I use Task Manager and Resource Manager to monitor hardware, the system, and FSX.

 

I have all the monitors running at a high update frequency when I start FSX.

 

During the 1st 60-seconds of FSX loading - it uses 24% to 29% of the total available CPU. i.e. one processor is almost 100% busy. During that time Drive F (SSD FSX drive) is pushing 10 to 40 MB/sec thru to FSX.

 

From 61-seconds to 80-seconds the CPU is 50% busy (two of the four are running at ~98%) but there is almost NO I/O - the average thruput from F is about 4 KB/second.

 

At 81-seconds an FSX message pops up "Loading Terrain Data" and the completion bar is at 6%.

 

From 81-seconds to 211-seconds that message remains on the screen at 6%. The CPU usage is constant at 27% and the data coming from Drive F is less than 1 MB/s and stays at 0 KB/s for 10 to 20-seconds at a time. Task Manager Wait Analysis shows that FSX is running normally and not waiting. The Resource manager reports Drive F has a 0.0 to 0.2 ms response time (as you would expect from an SSD).

TASKS AND EXERCISES:
1. List every time point or time span that the FSX loading account reports on, in the order they appear.
2. Resume the FSX loading account, picking up right after its last sentence.
The rows play no role here.

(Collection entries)
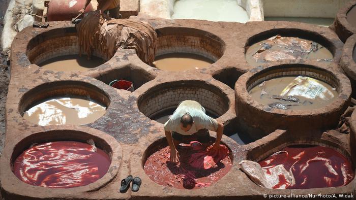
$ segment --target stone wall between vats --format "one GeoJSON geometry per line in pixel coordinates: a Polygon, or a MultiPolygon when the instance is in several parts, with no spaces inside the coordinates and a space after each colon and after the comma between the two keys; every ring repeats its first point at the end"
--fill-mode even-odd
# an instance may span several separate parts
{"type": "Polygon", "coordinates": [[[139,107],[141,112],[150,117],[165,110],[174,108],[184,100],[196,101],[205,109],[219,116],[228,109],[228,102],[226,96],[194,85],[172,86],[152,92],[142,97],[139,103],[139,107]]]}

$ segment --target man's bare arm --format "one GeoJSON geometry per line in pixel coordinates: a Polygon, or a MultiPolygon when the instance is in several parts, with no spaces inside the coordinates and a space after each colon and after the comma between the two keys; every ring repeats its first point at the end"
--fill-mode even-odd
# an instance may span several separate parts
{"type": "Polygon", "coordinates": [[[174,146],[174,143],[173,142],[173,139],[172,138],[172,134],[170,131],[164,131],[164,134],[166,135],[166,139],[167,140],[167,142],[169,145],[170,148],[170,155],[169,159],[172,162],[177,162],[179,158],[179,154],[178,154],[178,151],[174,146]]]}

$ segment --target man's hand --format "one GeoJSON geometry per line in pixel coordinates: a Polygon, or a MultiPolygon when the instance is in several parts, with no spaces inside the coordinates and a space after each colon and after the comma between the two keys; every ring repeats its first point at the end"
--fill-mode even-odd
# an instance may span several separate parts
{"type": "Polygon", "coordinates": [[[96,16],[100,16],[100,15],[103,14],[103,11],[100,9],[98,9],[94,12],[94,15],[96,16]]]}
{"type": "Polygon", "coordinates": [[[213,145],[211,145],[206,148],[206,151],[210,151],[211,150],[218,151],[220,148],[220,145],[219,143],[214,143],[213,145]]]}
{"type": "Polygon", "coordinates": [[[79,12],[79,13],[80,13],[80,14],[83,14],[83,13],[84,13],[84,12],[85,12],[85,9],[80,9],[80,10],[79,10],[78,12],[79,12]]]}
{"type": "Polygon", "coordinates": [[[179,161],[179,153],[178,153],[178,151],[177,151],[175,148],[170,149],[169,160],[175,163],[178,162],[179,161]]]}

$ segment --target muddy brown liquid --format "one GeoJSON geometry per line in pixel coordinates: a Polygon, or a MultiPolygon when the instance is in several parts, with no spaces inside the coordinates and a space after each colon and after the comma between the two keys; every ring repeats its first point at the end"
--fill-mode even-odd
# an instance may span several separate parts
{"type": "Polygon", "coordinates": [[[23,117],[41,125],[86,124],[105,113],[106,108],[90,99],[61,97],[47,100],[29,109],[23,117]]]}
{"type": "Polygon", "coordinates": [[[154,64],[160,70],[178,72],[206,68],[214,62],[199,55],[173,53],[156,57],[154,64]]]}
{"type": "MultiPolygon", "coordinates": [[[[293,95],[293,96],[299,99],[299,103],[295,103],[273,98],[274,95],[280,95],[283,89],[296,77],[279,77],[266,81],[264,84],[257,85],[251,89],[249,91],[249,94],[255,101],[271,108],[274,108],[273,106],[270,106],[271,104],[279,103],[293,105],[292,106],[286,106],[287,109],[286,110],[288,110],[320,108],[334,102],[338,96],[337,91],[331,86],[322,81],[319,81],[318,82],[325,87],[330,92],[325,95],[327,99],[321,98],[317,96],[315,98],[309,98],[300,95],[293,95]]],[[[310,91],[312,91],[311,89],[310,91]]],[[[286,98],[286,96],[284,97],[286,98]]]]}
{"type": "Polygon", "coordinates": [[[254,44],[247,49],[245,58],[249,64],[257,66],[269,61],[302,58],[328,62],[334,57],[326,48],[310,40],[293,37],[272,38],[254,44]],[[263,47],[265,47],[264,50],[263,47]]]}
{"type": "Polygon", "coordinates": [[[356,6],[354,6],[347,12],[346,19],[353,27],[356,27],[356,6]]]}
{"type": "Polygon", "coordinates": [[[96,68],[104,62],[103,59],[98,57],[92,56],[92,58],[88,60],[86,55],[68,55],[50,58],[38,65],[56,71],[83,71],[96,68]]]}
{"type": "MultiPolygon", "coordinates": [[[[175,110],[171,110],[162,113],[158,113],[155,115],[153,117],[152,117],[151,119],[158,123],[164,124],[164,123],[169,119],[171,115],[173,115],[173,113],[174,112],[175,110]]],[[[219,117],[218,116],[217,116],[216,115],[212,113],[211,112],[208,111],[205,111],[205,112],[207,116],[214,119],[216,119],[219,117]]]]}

TASK RESULTS:
1.
- The first 60 seconds
- 61 to 80 seconds
- 81 seconds
- 81 to 211 seconds

2.
 

From 212-seconds to 220-seconds the "Loading Terrain Data" remains but the completion bar is moves from 6% to 28% while the Drive F thruput is above 12 MB/sec.

 

From 220-seconds to 228-seconds the FSX message changes to "Adjusting Scenery" with the completion bar moving to 80% Loaded. the CPU is at 37% and there is aout 500KB/ to 2 MB/s moving.

 

From 229-seconds to 277-seconds the "Adjusting Scenery" remains with the completion bar moving to 90% Loaded. the CPU is at 51% and about 2 MB/s is being moved from Drive F to FSX.

 

Between 277 and 286-seconds the on screen message reports weather and traffic is being loaded.

 

At 4 minutes 46 seconds the FSX screen jumps to the VC of my default flight.

 

I don't have a lot of addons - here are the big ones:

GEX

UTX

REX Texture Direct

REX Worldwide Airports HD

About 25 ORBX airports

ORBX North America

ORBX scenery for much of Western US

 

I tried a test of disabling almost all of my scenery library, via the options while running FSX. When FSX rebuilt the scenery library - it acted EXACTLY the same as when loading FSX and the timing of the library rebuild as almost exactly the same as from 81-seconds to 265-seconds.

 

Why is FSX not able to exploit the speed of my SSDs?

 

WHY does FSX sit with a busy CPU and almost NO I/O for 20 or more seconds at a time?

 

What can I do to speed things up?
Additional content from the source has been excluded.